Stored items

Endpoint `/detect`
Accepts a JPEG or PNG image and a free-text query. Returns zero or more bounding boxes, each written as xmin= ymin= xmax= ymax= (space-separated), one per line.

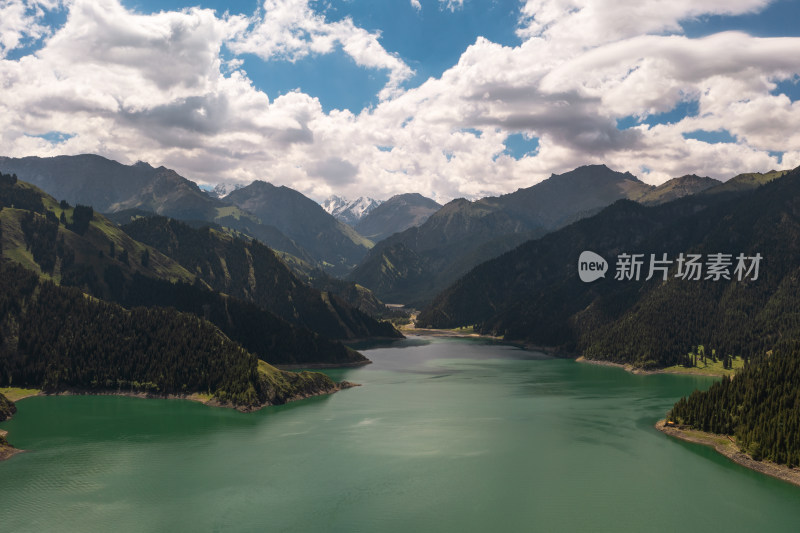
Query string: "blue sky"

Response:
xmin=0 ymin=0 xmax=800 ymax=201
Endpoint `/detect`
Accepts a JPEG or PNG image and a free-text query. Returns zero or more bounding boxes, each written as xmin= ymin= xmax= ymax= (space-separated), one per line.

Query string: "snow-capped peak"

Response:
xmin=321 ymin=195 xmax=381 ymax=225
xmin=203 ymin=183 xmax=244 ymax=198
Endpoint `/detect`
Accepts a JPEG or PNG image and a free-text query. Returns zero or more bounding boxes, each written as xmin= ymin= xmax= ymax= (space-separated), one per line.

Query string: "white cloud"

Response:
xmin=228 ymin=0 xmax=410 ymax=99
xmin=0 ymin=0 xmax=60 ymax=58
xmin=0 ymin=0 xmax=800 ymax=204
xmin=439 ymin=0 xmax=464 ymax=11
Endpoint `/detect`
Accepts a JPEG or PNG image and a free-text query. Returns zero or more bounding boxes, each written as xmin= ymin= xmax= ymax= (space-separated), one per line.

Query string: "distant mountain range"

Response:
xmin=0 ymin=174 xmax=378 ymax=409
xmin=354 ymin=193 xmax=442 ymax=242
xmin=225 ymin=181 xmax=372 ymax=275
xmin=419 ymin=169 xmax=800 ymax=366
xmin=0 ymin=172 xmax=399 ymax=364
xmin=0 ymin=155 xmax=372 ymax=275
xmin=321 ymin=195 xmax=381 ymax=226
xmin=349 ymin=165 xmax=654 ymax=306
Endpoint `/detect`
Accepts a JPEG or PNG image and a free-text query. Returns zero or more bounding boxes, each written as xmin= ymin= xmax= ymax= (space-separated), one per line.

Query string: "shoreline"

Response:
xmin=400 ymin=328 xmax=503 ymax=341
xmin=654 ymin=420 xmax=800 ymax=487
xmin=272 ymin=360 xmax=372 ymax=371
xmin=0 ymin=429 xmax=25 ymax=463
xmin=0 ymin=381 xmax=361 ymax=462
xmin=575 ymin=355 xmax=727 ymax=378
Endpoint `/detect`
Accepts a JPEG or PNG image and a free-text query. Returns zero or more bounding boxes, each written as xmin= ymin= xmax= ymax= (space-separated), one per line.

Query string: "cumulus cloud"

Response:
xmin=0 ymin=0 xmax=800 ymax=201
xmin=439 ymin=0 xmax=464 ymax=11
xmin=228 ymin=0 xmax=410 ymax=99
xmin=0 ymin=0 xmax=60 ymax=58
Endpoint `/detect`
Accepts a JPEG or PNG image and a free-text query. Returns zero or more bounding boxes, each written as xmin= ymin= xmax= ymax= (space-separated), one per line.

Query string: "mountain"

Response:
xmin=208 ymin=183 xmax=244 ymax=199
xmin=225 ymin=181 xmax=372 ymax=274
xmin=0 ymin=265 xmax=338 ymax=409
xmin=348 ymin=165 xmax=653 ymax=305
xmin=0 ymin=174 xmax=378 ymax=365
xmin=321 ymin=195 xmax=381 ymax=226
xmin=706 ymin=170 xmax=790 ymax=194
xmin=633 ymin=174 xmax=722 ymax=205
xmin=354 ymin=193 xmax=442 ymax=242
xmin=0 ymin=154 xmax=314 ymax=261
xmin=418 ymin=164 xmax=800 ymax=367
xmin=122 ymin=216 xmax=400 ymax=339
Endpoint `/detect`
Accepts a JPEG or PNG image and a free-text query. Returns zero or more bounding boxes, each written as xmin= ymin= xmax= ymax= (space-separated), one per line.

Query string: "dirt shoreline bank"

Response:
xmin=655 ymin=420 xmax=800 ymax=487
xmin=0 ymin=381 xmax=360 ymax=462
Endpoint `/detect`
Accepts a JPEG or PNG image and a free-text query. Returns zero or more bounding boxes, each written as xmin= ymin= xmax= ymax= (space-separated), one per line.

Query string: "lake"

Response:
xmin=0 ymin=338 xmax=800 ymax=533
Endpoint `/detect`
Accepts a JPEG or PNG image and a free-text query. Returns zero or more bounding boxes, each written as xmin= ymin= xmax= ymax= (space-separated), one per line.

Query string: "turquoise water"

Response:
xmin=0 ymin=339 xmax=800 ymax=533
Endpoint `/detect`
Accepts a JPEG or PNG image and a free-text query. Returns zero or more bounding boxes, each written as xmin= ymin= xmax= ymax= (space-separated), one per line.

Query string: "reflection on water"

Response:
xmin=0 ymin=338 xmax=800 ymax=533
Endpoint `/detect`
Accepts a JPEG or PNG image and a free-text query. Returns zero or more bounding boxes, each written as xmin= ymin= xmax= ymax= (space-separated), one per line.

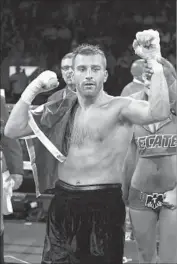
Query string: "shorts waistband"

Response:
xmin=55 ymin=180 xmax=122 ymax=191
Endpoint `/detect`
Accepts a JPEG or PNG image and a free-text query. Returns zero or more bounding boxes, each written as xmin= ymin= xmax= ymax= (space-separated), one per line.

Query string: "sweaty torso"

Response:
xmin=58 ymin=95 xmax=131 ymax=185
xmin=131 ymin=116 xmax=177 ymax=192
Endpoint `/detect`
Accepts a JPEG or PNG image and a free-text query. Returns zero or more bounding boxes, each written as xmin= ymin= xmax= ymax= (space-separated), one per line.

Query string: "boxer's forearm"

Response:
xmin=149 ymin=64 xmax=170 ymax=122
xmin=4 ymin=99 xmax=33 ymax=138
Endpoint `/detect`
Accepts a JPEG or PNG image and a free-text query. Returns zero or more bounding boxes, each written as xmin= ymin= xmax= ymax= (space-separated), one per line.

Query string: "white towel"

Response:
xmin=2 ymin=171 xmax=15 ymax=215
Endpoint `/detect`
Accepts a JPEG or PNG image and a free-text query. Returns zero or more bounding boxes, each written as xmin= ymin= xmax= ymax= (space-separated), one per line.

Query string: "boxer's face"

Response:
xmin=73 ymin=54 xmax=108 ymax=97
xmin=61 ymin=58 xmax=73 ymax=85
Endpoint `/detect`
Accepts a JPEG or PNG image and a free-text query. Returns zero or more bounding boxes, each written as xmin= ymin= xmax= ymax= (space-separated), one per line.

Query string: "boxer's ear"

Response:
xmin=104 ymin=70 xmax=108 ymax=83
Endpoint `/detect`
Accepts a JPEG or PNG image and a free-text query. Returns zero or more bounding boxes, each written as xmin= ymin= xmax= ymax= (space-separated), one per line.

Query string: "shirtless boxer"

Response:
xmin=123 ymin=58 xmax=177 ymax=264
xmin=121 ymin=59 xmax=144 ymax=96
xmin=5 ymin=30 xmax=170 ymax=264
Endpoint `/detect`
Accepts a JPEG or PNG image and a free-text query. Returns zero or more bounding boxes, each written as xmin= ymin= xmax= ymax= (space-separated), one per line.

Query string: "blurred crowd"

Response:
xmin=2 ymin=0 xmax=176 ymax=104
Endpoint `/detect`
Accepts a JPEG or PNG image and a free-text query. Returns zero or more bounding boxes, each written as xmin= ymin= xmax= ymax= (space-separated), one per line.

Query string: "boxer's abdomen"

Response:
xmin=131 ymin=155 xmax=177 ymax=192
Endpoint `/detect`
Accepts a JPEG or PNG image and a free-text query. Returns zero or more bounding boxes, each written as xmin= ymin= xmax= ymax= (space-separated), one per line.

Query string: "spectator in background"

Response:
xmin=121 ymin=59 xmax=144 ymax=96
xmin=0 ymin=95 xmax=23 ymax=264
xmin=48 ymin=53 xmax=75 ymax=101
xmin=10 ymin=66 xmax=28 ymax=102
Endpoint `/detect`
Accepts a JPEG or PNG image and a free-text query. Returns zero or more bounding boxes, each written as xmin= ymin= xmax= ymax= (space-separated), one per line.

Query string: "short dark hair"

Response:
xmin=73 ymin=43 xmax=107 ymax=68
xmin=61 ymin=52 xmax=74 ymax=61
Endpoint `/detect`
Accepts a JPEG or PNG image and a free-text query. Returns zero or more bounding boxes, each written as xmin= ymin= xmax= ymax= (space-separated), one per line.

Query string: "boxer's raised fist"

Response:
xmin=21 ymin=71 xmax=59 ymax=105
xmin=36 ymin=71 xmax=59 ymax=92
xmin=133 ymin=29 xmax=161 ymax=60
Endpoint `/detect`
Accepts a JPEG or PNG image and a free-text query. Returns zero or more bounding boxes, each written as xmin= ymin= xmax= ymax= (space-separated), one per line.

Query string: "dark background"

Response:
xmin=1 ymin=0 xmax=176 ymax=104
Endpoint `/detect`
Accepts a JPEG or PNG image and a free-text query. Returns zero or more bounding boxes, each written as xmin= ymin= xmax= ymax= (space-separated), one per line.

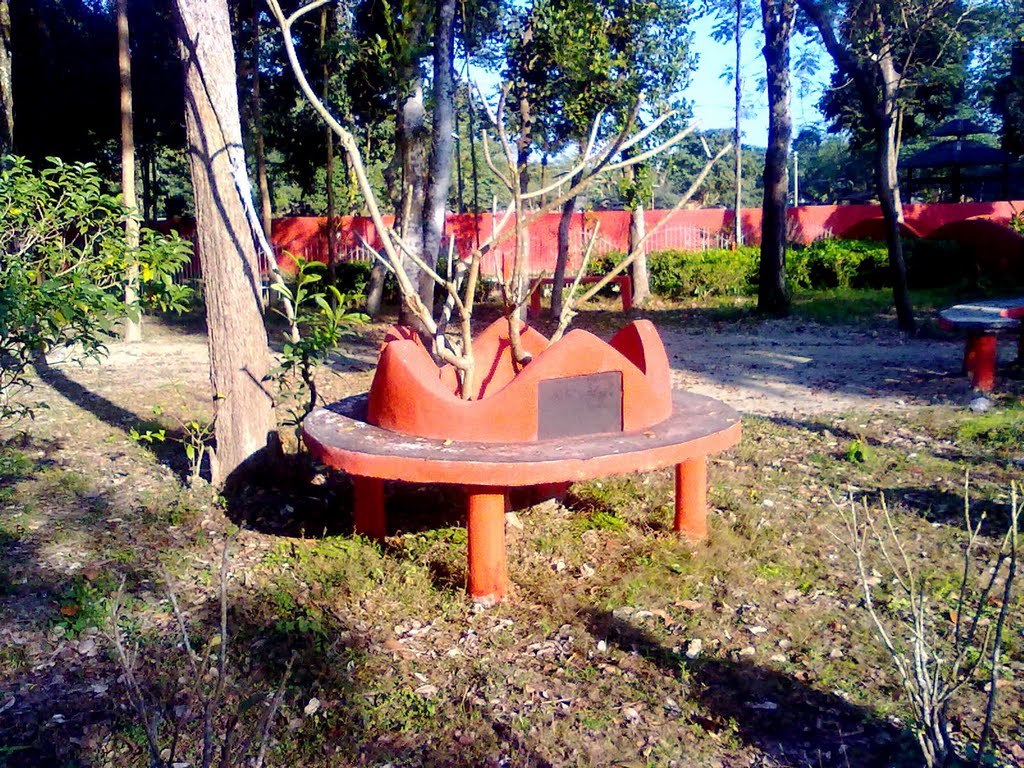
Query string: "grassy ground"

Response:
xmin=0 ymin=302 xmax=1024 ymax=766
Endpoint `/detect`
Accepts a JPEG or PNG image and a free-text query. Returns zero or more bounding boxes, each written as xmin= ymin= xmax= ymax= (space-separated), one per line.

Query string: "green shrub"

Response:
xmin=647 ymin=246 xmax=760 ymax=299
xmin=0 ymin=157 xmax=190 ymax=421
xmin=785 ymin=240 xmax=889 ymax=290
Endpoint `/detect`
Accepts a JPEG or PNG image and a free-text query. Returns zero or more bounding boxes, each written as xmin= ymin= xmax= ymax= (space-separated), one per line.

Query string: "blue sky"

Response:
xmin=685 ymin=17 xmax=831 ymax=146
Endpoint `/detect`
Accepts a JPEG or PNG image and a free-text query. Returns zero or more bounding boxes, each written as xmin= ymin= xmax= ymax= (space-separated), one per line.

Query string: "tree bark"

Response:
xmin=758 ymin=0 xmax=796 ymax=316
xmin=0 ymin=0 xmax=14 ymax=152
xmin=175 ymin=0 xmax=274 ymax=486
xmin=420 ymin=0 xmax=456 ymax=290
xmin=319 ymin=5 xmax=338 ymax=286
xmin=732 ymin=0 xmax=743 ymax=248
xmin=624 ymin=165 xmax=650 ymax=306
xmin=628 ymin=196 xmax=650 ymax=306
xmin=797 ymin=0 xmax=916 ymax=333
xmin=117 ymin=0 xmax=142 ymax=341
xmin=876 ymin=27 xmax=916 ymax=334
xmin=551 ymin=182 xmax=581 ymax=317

### [TASK TO CARRY OUT]
Identify every line of the stored items that contains the word "dark", and copy each of those lines. Case counts.

### [SOLUTION TO THE PROBLEM]
Query string: "short dark hair"
Query string: "dark background"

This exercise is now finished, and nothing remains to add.